▸ **Task objective**:
Report how many lines of the listing below contain the string "grey", with case counting. Give only the number.
***** Data to process *****
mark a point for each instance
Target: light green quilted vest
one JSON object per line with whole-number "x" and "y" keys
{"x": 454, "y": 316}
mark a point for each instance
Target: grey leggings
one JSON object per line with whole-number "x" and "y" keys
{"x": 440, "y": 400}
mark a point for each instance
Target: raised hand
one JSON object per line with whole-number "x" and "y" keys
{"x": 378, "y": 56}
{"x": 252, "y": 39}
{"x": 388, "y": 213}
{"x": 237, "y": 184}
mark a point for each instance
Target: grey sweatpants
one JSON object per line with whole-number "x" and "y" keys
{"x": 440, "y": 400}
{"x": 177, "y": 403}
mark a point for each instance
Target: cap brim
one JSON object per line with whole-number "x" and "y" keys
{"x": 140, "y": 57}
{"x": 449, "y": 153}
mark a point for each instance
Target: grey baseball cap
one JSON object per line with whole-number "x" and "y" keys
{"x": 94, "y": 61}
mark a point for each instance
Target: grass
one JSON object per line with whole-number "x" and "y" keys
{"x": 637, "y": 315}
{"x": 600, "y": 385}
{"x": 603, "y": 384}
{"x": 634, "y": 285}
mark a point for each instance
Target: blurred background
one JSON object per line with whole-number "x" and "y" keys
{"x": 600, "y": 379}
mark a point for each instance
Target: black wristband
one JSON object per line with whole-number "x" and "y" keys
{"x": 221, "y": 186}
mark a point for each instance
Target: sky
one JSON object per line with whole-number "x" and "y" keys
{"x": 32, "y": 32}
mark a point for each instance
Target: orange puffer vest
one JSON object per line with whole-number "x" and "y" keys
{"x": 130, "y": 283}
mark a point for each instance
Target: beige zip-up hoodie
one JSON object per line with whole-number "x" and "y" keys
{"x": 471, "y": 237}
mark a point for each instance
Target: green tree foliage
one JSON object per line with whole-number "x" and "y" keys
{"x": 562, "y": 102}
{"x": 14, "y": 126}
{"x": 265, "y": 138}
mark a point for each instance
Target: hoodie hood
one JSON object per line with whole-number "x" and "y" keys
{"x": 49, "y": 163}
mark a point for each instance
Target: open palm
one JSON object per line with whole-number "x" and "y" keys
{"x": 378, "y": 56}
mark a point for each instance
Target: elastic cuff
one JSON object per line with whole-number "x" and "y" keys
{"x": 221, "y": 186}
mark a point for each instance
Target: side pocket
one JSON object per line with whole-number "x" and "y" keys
*****
▸ **Answer to the task**:
3